[Entri dari set anotasi titik]
# # # # # # #

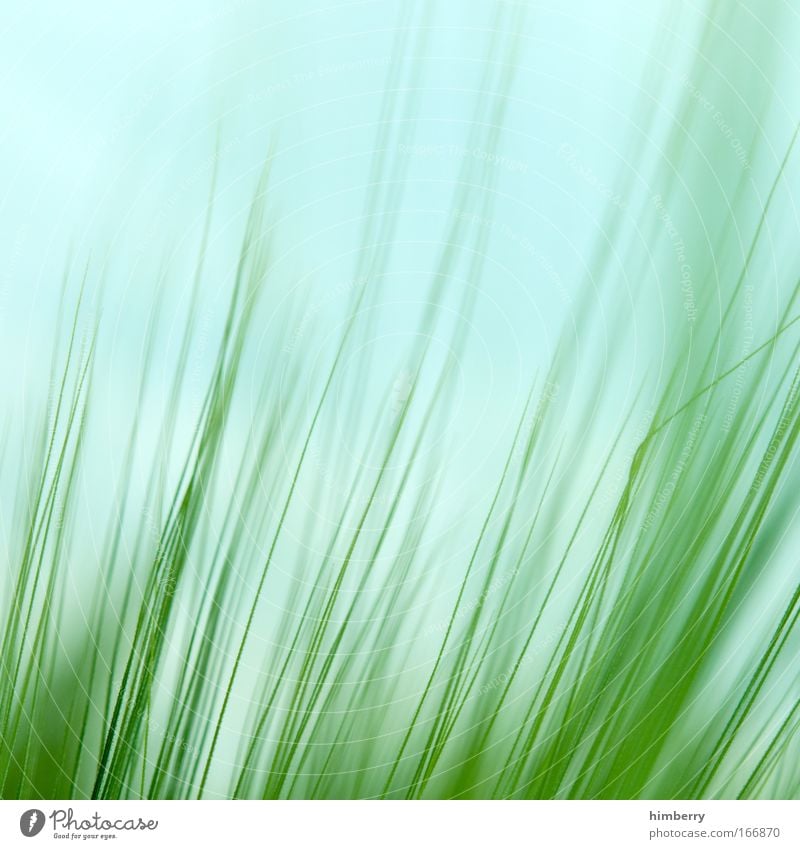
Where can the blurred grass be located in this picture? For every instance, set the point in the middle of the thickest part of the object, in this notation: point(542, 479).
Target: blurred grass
point(245, 646)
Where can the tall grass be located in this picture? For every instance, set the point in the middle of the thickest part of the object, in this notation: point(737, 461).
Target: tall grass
point(265, 618)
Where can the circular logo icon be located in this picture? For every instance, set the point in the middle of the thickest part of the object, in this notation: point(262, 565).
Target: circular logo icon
point(31, 822)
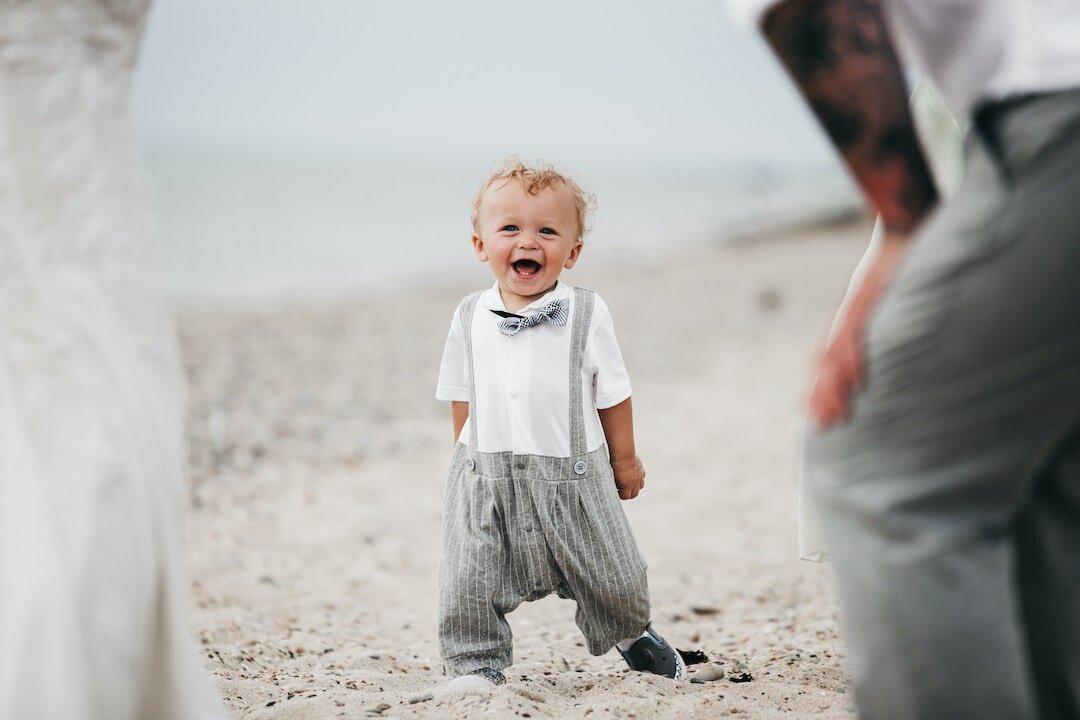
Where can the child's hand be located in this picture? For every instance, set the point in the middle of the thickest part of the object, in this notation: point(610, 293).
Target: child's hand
point(629, 476)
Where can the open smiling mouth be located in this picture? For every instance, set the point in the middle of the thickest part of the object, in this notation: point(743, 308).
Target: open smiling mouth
point(525, 269)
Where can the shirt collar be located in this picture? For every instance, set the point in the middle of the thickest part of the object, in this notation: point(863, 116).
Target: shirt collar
point(493, 299)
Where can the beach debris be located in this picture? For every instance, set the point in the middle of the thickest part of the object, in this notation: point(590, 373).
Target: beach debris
point(710, 673)
point(692, 656)
point(525, 692)
point(704, 610)
point(420, 697)
point(740, 673)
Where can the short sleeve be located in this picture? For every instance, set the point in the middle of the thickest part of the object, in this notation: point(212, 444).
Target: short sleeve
point(454, 369)
point(610, 380)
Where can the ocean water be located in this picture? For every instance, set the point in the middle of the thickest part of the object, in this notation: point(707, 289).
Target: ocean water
point(250, 226)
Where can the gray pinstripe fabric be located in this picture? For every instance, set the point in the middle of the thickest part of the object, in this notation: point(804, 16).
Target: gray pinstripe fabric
point(520, 527)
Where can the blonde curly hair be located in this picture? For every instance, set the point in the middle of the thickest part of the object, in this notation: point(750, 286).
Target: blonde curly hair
point(536, 179)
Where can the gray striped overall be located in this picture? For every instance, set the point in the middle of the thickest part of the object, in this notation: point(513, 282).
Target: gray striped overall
point(520, 527)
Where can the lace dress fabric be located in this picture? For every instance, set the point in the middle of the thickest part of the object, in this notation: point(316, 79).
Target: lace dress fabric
point(92, 586)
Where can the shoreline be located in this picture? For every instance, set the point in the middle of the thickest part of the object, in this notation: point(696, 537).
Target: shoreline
point(318, 456)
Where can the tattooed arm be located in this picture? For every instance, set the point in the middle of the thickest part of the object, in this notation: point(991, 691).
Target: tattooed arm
point(841, 57)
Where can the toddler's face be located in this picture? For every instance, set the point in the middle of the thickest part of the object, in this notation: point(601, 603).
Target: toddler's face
point(528, 240)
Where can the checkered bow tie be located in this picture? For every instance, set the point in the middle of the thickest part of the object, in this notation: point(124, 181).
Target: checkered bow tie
point(556, 313)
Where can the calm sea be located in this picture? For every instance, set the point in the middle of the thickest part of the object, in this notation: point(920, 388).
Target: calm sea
point(250, 226)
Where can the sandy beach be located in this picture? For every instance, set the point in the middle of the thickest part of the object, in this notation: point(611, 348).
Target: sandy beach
point(318, 457)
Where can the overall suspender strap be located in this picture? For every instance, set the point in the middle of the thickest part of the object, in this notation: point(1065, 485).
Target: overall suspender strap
point(468, 310)
point(583, 301)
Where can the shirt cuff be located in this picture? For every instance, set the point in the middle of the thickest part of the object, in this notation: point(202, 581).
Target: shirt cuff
point(612, 397)
point(447, 393)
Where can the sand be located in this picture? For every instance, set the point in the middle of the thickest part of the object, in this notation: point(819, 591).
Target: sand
point(318, 458)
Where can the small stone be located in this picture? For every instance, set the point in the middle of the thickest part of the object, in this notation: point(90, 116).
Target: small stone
point(420, 697)
point(710, 673)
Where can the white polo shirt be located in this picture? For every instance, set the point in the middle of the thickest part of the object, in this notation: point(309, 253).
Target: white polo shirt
point(523, 389)
point(981, 50)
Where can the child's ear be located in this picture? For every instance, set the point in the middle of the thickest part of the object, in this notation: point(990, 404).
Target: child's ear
point(575, 252)
point(478, 246)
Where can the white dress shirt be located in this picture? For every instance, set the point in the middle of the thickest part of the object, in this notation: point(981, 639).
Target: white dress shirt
point(523, 389)
point(981, 50)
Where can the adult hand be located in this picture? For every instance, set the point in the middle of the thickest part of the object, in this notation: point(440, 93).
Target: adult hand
point(629, 477)
point(841, 367)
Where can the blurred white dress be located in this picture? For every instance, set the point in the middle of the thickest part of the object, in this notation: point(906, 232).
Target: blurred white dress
point(942, 138)
point(92, 490)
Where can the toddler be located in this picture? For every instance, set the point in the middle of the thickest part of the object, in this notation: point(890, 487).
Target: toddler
point(540, 404)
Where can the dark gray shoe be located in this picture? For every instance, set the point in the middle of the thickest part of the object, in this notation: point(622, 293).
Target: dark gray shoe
point(650, 653)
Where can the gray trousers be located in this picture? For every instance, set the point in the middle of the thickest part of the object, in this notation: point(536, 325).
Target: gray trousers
point(950, 501)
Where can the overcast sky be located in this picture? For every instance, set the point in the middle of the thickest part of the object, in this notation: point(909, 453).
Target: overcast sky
point(670, 80)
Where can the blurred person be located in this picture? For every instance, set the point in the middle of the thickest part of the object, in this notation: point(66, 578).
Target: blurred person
point(93, 591)
point(544, 443)
point(946, 459)
point(941, 136)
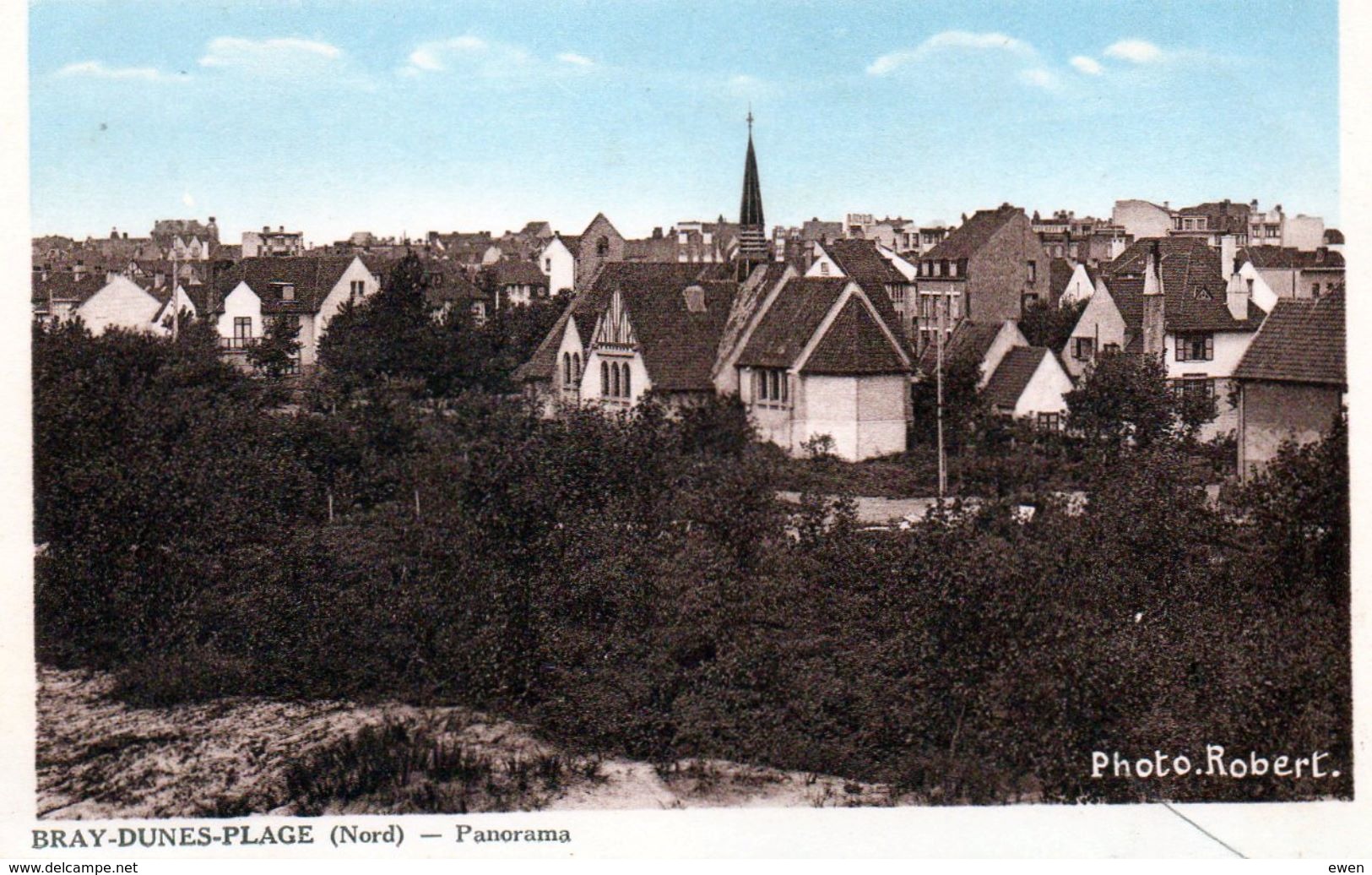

# # # # # # #

**KETENTUAN TUGAS**
Tuliskan kembali semua entri di atas baris demi baris tanpa mengubah apa pun. Jangan sertakan gambarnya dalam jawaban.

**HASIL TUGAS**
Where can the blurred grass be located in this picture? For every instance, set the point in the middle of the thickest part of the object, in this notation: point(542, 479).
Target: blurred grass
point(245, 646)
Where can the tall grass be located in this picture? For every instance, set the point in the middle of the thickest part of the object, in this notation: point(737, 461).
Target: tall grass
point(265, 618)
Where can the circular logo icon be located in this picture? For every instance, set the point in the middle of the thickest part of the object, in this notation: point(262, 565).
Target: circular logo icon
point(31, 822)
Where can the child's hand be located in this picture? For every instance, set the point in the middle of the thickest part of the object, in this notation: point(610, 293).
Target: child's hand
point(629, 476)
Where can the open smiling mouth be located in this picture? For every instance, set the point in the middle of the thickest part of the object, in this notation: point(743, 308).
Target: open smiling mouth
point(525, 269)
Where can the shirt collar be located in this picture? For every instance, set the point in the middle of the thickest part of the object, in this notation: point(863, 116).
Target: shirt collar
point(493, 299)
Where can the beach debris be located in this picture? For every instance, set the point in the middle of the thickest part of the object, in this notation: point(590, 373).
Target: beach debris
point(710, 673)
point(692, 656)
point(525, 692)
point(704, 610)
point(420, 697)
point(740, 673)
Where can the short sleeve be located in this picture? For every instance, set the point in the middle of the thickest part of the object, in this notation: point(212, 444).
Target: short sleeve
point(454, 369)
point(610, 380)
Where can the ocean water be located in this picture? For every instance, set the point in the middle of the thickest part of the object, in this notation: point(707, 289).
Target: ocean water
point(250, 226)
Where can the gray pinstripe fabric be located in this picture? For every instance, set the point in the middle of the thickest part of the object, in this notation: point(804, 16).
Target: gray pinstripe fabric
point(520, 527)
Where can the blonde curly hair be located in this picture? For every instance, set the point in the middle of the thickest part of the object, in this notation: point(750, 286).
Target: blonde curly hair
point(536, 179)
Where can the gray striped overall be located in this picture? For every instance, set the point in the middle of the thickest part of the object, in this notation: point(513, 282).
Target: gray striped overall
point(520, 527)
Where can the lace dress fabric be located in this picture? For every instance, set the point in the middle of the thickest part of the object, in this notation: point(316, 79).
Target: lace dress fabric
point(92, 586)
Where can the shoreline be located in this picture? For every instance, set the point in the middle of the thickest part of the object, in this notation: point(696, 537).
Target: shoreline
point(318, 456)
Where can the tattooed arm be located in this picture? For every instance, set the point in the middle of the thickest part of the object, in this notation: point(991, 691).
Target: tattooed arm
point(841, 57)
Where can the toddler's face be located in this picture? For every instance, set the point in the middle of the thickest part of the object, in this notation: point(601, 603).
Target: toddler's face
point(528, 240)
Where can the checkered bow tie be located in this picture? For every instance, set the point in the middle of the thickest part of the object, in this notation: point(124, 181).
Target: checkered bow tie
point(556, 313)
Where can the calm sea be located in this picture? For every instance, set the point in the middle of the thickest part of the object, in this notation: point(920, 388).
Target: calm sea
point(250, 226)
Where can the sandy beach be located in this picture? For every instance, set the point in the middle of the thickest part of the object, in this notation: point(611, 348).
Target: sandy beach
point(318, 457)
Where can the overall suspender strap be located in this picture? For every instance, set the point in the middle of the thickest part of the object, in this notation: point(1065, 485).
Target: overall suspender strap
point(468, 310)
point(583, 301)
Where can the shirt cuff be located in this picture? For every instance, set the point in the middle of the thickest part of the object, in this notation: point(202, 581).
Target: shirt cuff
point(612, 397)
point(447, 393)
Where can the sand be located in this picture? For every instance, set the point in the middle of the thickest part of the object, in this notation: point(819, 591).
Target: sand
point(318, 458)
Where can the small stone be located in this picture? For every instance, set the point in the middle of the thickest part of the object, in this notation: point(90, 116).
Target: small stone
point(420, 697)
point(710, 673)
Where can the white polo shirt be located in this picture? For every instance, set the point in the middle of the thickest part of the object, in this notation: point(309, 253).
Target: white polo shirt
point(523, 389)
point(981, 50)
Where can the child's ear be located in this picture? For every instance, set the point in the middle of the thickest part of the object, in this notation: point(990, 404).
Target: child's ear
point(575, 252)
point(478, 246)
Where can the white dress shirt be located in this picture? For every instance, set the point in the middle of the thickest part of the object, in this notation: point(981, 639).
Target: white dress shirt
point(523, 389)
point(981, 50)
Where can the adult hand be located in this picture? For every instance, set the point in the middle of the thickest part of the object, in this notation: point(440, 93).
Target: adult hand
point(629, 477)
point(841, 367)
Where can the blurred white dress be located in this picture? For every instance, set the point in the middle of the thickest part of the object, in this notation: point(906, 232).
Target: blurred white dress
point(942, 138)
point(92, 490)
Where can the toddler be located in this picture? For every instance, set the point in the middle of the thickest part of the object, in this notation: point(890, 487).
Target: toddler
point(540, 404)
Where can the dark gray shoe be located in this picture? For every instance, set the point in the middle of the thickest part of the object, in this notation: point(622, 293).
Target: dark gray shoe
point(650, 653)
Where can the gray trousers be located in this picture? For every instance, set the point in the middle of the thickest part of the object, in this notation: point(536, 325).
Target: gray trousers
point(950, 501)
Where can the overcast sky be located in this picture? For every instance, set the point in the middle of the thickest part of the object, in this notation: point(909, 453).
Target: overcast sky
point(670, 80)
Where can the blurred person be located in this picture? For every instance, set the point in the middle of the thickest part of the object, in this notation: point(66, 578).
Target: blurred person
point(93, 591)
point(544, 443)
point(946, 459)
point(941, 136)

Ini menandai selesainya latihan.